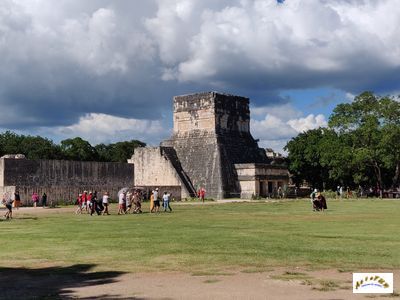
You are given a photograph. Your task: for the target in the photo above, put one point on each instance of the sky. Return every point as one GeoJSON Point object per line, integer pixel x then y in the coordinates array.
{"type": "Point", "coordinates": [106, 70]}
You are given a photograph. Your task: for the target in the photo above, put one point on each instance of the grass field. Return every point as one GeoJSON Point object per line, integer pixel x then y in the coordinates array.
{"type": "Point", "coordinates": [212, 238]}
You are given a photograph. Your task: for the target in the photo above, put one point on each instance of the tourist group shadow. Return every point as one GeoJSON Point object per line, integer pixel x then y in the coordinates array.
{"type": "Point", "coordinates": [54, 282]}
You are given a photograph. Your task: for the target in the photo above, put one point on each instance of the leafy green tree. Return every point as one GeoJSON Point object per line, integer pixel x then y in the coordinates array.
{"type": "Point", "coordinates": [33, 147]}
{"type": "Point", "coordinates": [78, 149]}
{"type": "Point", "coordinates": [305, 158]}
{"type": "Point", "coordinates": [360, 147]}
{"type": "Point", "coordinates": [118, 152]}
{"type": "Point", "coordinates": [373, 123]}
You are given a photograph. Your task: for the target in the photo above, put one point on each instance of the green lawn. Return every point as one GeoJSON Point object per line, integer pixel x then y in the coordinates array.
{"type": "Point", "coordinates": [355, 234]}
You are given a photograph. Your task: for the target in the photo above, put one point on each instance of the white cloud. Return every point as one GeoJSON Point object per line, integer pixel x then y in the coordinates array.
{"type": "Point", "coordinates": [102, 128]}
{"type": "Point", "coordinates": [307, 123]}
{"type": "Point", "coordinates": [128, 58]}
{"type": "Point", "coordinates": [280, 124]}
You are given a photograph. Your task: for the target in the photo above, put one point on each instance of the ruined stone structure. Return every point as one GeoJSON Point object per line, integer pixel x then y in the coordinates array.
{"type": "Point", "coordinates": [62, 180]}
{"type": "Point", "coordinates": [211, 147]}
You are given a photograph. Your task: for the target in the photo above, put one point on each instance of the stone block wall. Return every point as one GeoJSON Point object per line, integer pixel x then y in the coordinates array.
{"type": "Point", "coordinates": [154, 169]}
{"type": "Point", "coordinates": [63, 180]}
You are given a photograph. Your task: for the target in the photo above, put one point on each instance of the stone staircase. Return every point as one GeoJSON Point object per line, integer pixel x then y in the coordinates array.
{"type": "Point", "coordinates": [170, 154]}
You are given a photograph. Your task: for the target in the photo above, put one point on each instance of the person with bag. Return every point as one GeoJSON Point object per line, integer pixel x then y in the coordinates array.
{"type": "Point", "coordinates": [8, 201]}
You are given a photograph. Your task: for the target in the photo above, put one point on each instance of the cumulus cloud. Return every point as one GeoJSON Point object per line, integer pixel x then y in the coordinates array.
{"type": "Point", "coordinates": [64, 60]}
{"type": "Point", "coordinates": [102, 128]}
{"type": "Point", "coordinates": [264, 44]}
{"type": "Point", "coordinates": [276, 128]}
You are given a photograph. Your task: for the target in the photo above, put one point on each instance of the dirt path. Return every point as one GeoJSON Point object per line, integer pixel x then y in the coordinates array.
{"type": "Point", "coordinates": [277, 284]}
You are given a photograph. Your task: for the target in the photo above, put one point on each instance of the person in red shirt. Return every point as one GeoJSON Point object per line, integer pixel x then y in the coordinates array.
{"type": "Point", "coordinates": [202, 194]}
{"type": "Point", "coordinates": [79, 202]}
{"type": "Point", "coordinates": [84, 201]}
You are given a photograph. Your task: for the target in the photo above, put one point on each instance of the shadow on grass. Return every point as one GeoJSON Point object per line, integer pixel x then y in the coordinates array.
{"type": "Point", "coordinates": [54, 282]}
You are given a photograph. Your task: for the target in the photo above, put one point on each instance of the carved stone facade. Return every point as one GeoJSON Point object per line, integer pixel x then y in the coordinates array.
{"type": "Point", "coordinates": [210, 147]}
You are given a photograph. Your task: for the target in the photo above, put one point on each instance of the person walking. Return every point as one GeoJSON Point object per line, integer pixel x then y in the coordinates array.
{"type": "Point", "coordinates": [128, 202]}
{"type": "Point", "coordinates": [105, 203]}
{"type": "Point", "coordinates": [313, 196]}
{"type": "Point", "coordinates": [152, 202]}
{"type": "Point", "coordinates": [44, 200]}
{"type": "Point", "coordinates": [35, 199]}
{"type": "Point", "coordinates": [156, 201]}
{"type": "Point", "coordinates": [166, 199]}
{"type": "Point", "coordinates": [79, 202]}
{"type": "Point", "coordinates": [137, 201]}
{"type": "Point", "coordinates": [8, 201]}
{"type": "Point", "coordinates": [17, 200]}
{"type": "Point", "coordinates": [202, 194]}
{"type": "Point", "coordinates": [121, 203]}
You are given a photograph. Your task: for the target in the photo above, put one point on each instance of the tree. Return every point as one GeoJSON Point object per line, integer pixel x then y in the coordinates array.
{"type": "Point", "coordinates": [78, 149]}
{"type": "Point", "coordinates": [118, 152]}
{"type": "Point", "coordinates": [360, 146]}
{"type": "Point", "coordinates": [372, 122]}
{"type": "Point", "coordinates": [305, 158]}
{"type": "Point", "coordinates": [33, 147]}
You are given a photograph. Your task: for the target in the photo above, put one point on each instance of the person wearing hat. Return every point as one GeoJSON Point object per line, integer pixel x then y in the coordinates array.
{"type": "Point", "coordinates": [105, 201]}
{"type": "Point", "coordinates": [156, 200]}
{"type": "Point", "coordinates": [79, 202]}
{"type": "Point", "coordinates": [166, 199]}
{"type": "Point", "coordinates": [321, 202]}
{"type": "Point", "coordinates": [121, 203]}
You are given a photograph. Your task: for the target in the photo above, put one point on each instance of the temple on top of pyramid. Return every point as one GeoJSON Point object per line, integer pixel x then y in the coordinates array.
{"type": "Point", "coordinates": [212, 148]}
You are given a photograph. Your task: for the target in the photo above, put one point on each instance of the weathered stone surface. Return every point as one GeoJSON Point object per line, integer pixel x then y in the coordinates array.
{"type": "Point", "coordinates": [211, 134]}
{"type": "Point", "coordinates": [62, 180]}
{"type": "Point", "coordinates": [154, 168]}
{"type": "Point", "coordinates": [210, 141]}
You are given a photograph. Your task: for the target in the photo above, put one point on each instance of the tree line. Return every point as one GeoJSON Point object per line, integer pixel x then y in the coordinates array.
{"type": "Point", "coordinates": [360, 146]}
{"type": "Point", "coordinates": [36, 147]}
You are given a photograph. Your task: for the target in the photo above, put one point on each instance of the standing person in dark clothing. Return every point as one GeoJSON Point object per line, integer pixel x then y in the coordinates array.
{"type": "Point", "coordinates": [44, 200]}
{"type": "Point", "coordinates": [166, 199]}
{"type": "Point", "coordinates": [7, 201]}
{"type": "Point", "coordinates": [17, 200]}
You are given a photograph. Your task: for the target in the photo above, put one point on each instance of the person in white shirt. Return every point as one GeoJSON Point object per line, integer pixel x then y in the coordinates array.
{"type": "Point", "coordinates": [105, 200]}
{"type": "Point", "coordinates": [128, 202]}
{"type": "Point", "coordinates": [121, 203]}
{"type": "Point", "coordinates": [166, 199]}
{"type": "Point", "coordinates": [156, 200]}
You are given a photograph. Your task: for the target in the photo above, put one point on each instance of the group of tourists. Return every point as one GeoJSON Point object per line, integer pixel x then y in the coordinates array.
{"type": "Point", "coordinates": [155, 201]}
{"type": "Point", "coordinates": [318, 201]}
{"type": "Point", "coordinates": [10, 200]}
{"type": "Point", "coordinates": [35, 199]}
{"type": "Point", "coordinates": [88, 202]}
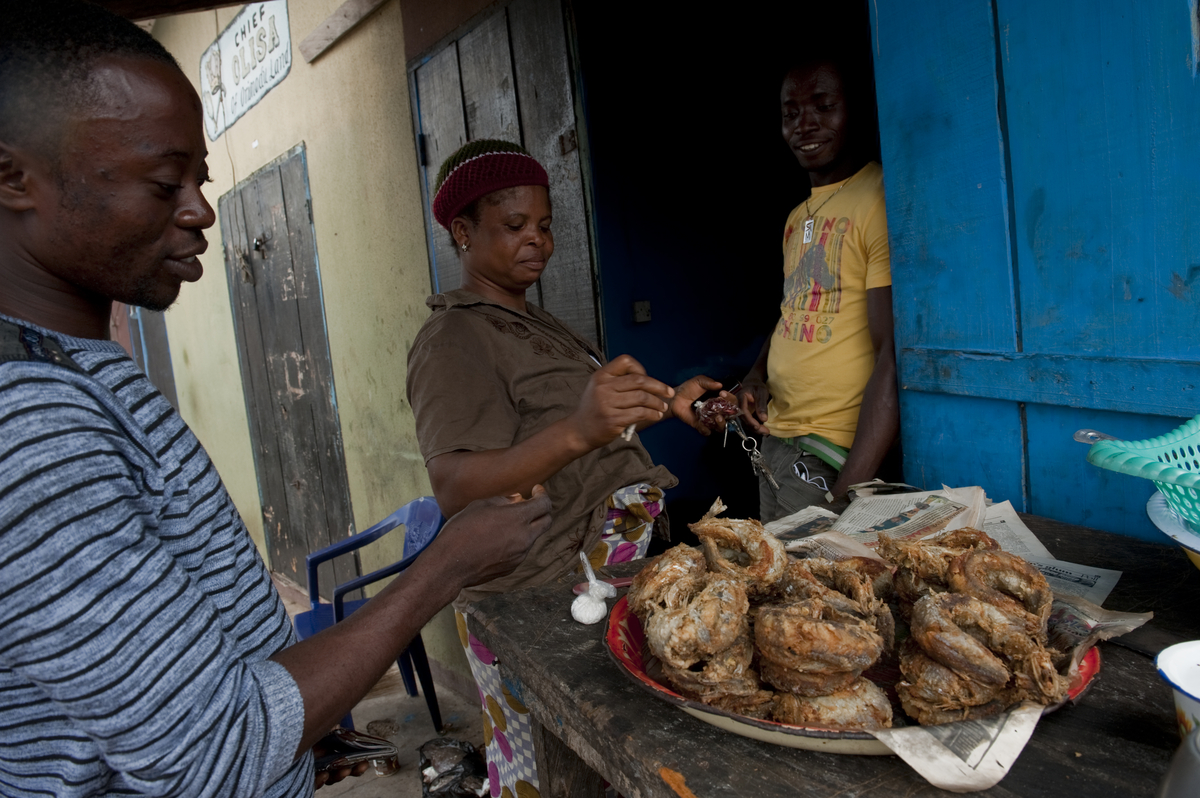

####

▶ [WHAT IS EXPECTED] The data is to be returned exactly as it stands, pictures aside.

▶ [SOLUTION TO THIS EXERCISE]
You are given a photograph. Your task: for the target in the photo above, put one point on each instance of the sky. Return every point as one GeoJSON Point object per line, integer pixel x then y in the coordinates array.
{"type": "Point", "coordinates": [106, 70]}
You are given a photograph. Your task: for the target in the photo above, put one point on each instance of the grass field. Return every point as one GeoJSON Point object per line, integer pixel x then y in the coordinates array.
{"type": "Point", "coordinates": [212, 238]}
You are given a photograph. Your task: for the target in the photo above, put one point on each instance of the tourist group shadow. Return every point as one GeoJSON Point object per line, integer pixel x then y in the coordinates array.
{"type": "Point", "coordinates": [54, 282]}
You are given a photograph. Your task: for the target in the photo above, put one point on each instance of the leafy green tree. Return every point as one GeoJSON Point object per line, integer pixel x then y in the coordinates array.
{"type": "Point", "coordinates": [33, 147]}
{"type": "Point", "coordinates": [78, 149]}
{"type": "Point", "coordinates": [305, 158]}
{"type": "Point", "coordinates": [360, 147]}
{"type": "Point", "coordinates": [118, 152]}
{"type": "Point", "coordinates": [373, 123]}
You are given a photograph. Your task: for the target in the photo above, put one point on each instance of the green lawn. Return every point as one GeoJSON Point object per line, integer pixel x then y in the coordinates array.
{"type": "Point", "coordinates": [355, 234]}
You are given a photograph. Your task: for the target in the photo above, put one point on each instance of the white cloud. Return every point as one GeoJSON Point object per line, integer pixel x then y in the coordinates array.
{"type": "Point", "coordinates": [102, 128]}
{"type": "Point", "coordinates": [307, 123]}
{"type": "Point", "coordinates": [128, 58]}
{"type": "Point", "coordinates": [280, 124]}
You are given a photograph. Your task: for the target in the photo above, put one point on each instance of the ruined stone structure. Return every point as one GeoJSON Point object per line, integer pixel x then y in the coordinates array.
{"type": "Point", "coordinates": [62, 180]}
{"type": "Point", "coordinates": [211, 147]}
You are given a photograph. Your task: for the target in the photo above, put one point on each instance of the stone block wall. Return every point as one GeoJSON Point object per line, integer pixel x then y in the coordinates array.
{"type": "Point", "coordinates": [154, 169]}
{"type": "Point", "coordinates": [63, 180]}
You are given a photograph. Your task: for the target in the photo above, put one point on each instance of the stone staircase. Return every point as one GeoJSON Point object per line, integer pixel x then y in the coordinates array.
{"type": "Point", "coordinates": [170, 154]}
You are given a photograph. Your task: for the target in the photo above, put one point on each instance of the person with bag. Return every point as one GeoJSON Point object per line, integer pixel x then y in the coordinates array.
{"type": "Point", "coordinates": [8, 201]}
You are given a photograph. Your task: for the target in the photo above, put one point on each instance of the cumulus cloud. Return every point as one GeoJSON Point object per line, integer pixel x then y in the coordinates array.
{"type": "Point", "coordinates": [64, 60]}
{"type": "Point", "coordinates": [102, 128]}
{"type": "Point", "coordinates": [264, 44]}
{"type": "Point", "coordinates": [276, 128]}
You are given a photograph. Your task: for the target in the photo above, put one point on each instance of the dirt path. Return every point as one GeoJSON Point object per line, integer pixel x then y in the coordinates array.
{"type": "Point", "coordinates": [277, 284]}
You are given a photograph. Your task: for the target in the photo above, put one point on each instance of the person in red shirt. Return every point as one GeoJSON Point object per line, integer pixel x then y in the coordinates array.
{"type": "Point", "coordinates": [202, 194]}
{"type": "Point", "coordinates": [79, 202]}
{"type": "Point", "coordinates": [84, 201]}
You are given a photograph. Your task: for the target in the photo above, put one point on each instance of the shadow on grass. Return every point as one GeoJSON Point object per line, integer pixel x then y in the coordinates array.
{"type": "Point", "coordinates": [54, 282]}
You are given a photograph. Your task: for the target in the photo above, put one point on each instance of the carved stone facade. Return every point as one GeoJSON Point object per line, integer pixel x then y in the coordinates array.
{"type": "Point", "coordinates": [210, 147]}
You are given a photograph. Your task: for the target in the photo above, put one point on each instance of the person walking. Return every point as one GeoJSON Point object per line, integer pixel x then y in the coordinates array.
{"type": "Point", "coordinates": [128, 202]}
{"type": "Point", "coordinates": [105, 203]}
{"type": "Point", "coordinates": [313, 196]}
{"type": "Point", "coordinates": [152, 202]}
{"type": "Point", "coordinates": [44, 200]}
{"type": "Point", "coordinates": [35, 199]}
{"type": "Point", "coordinates": [156, 201]}
{"type": "Point", "coordinates": [166, 199]}
{"type": "Point", "coordinates": [79, 202]}
{"type": "Point", "coordinates": [137, 201]}
{"type": "Point", "coordinates": [8, 201]}
{"type": "Point", "coordinates": [17, 200]}
{"type": "Point", "coordinates": [202, 194]}
{"type": "Point", "coordinates": [121, 203]}
You are given a photograph. Your task: for the target in the photo above, put one point on each instance of the tree. Return every point as one GeoJSON Point object per line, integer pixel x then y in the coordinates array.
{"type": "Point", "coordinates": [78, 149]}
{"type": "Point", "coordinates": [118, 152]}
{"type": "Point", "coordinates": [360, 146]}
{"type": "Point", "coordinates": [372, 122]}
{"type": "Point", "coordinates": [305, 158]}
{"type": "Point", "coordinates": [33, 147]}
You are given a photograph. Your task: for the target in the photo above, put one point on each instance of the person wearing hat. Return every point as one GeoJSON Point object per line, integer pixel x then y in the coordinates array.
{"type": "Point", "coordinates": [105, 201]}
{"type": "Point", "coordinates": [156, 200]}
{"type": "Point", "coordinates": [79, 202]}
{"type": "Point", "coordinates": [166, 199]}
{"type": "Point", "coordinates": [321, 202]}
{"type": "Point", "coordinates": [121, 203]}
You are given a photograph. Your task: for the target in the photo above, put one point on each instance of the temple on top of pyramid. Return every point as one GeoJSON Point object per line, integer pixel x then y in the coordinates array.
{"type": "Point", "coordinates": [212, 148]}
You are given a photograph. Your task: for the target in the photo above, put one point on each instance of the weathered stone surface. Return every point as one GeoJSON Point object per line, integer pixel x then y in the coordinates array.
{"type": "Point", "coordinates": [211, 134]}
{"type": "Point", "coordinates": [62, 180]}
{"type": "Point", "coordinates": [154, 168]}
{"type": "Point", "coordinates": [210, 141]}
You are given a photograph. Your task: for the target in the photo above, put one point on each instance of the tree line. Return every point as one GeoJSON Point object per line, integer pixel x then y in the coordinates array.
{"type": "Point", "coordinates": [360, 146]}
{"type": "Point", "coordinates": [36, 147]}
You are given a photograph. Your task: for the target in the photo above, put one point on each instance of the standing person in dark clothing. Return every point as one GeoJSON Point object per line, integer pixel x then y in the coordinates array.
{"type": "Point", "coordinates": [44, 200]}
{"type": "Point", "coordinates": [166, 199]}
{"type": "Point", "coordinates": [7, 201]}
{"type": "Point", "coordinates": [17, 200]}
You are given a photograph. Your task: for the target in the photo above, put one point on each instance of the person in white shirt. Return every point as one GeoJSON Point object per line, integer pixel x then y in the coordinates array.
{"type": "Point", "coordinates": [105, 200]}
{"type": "Point", "coordinates": [128, 202]}
{"type": "Point", "coordinates": [121, 203]}
{"type": "Point", "coordinates": [166, 199]}
{"type": "Point", "coordinates": [156, 200]}
You are given a photograph. Your task: for the target in the photo above, put one point on each instance of the group of tourists. Return every point as one GeoJSON Point object per line, integer pixel x then y in the coordinates array.
{"type": "Point", "coordinates": [155, 201]}
{"type": "Point", "coordinates": [318, 201]}
{"type": "Point", "coordinates": [10, 200]}
{"type": "Point", "coordinates": [35, 199]}
{"type": "Point", "coordinates": [88, 202]}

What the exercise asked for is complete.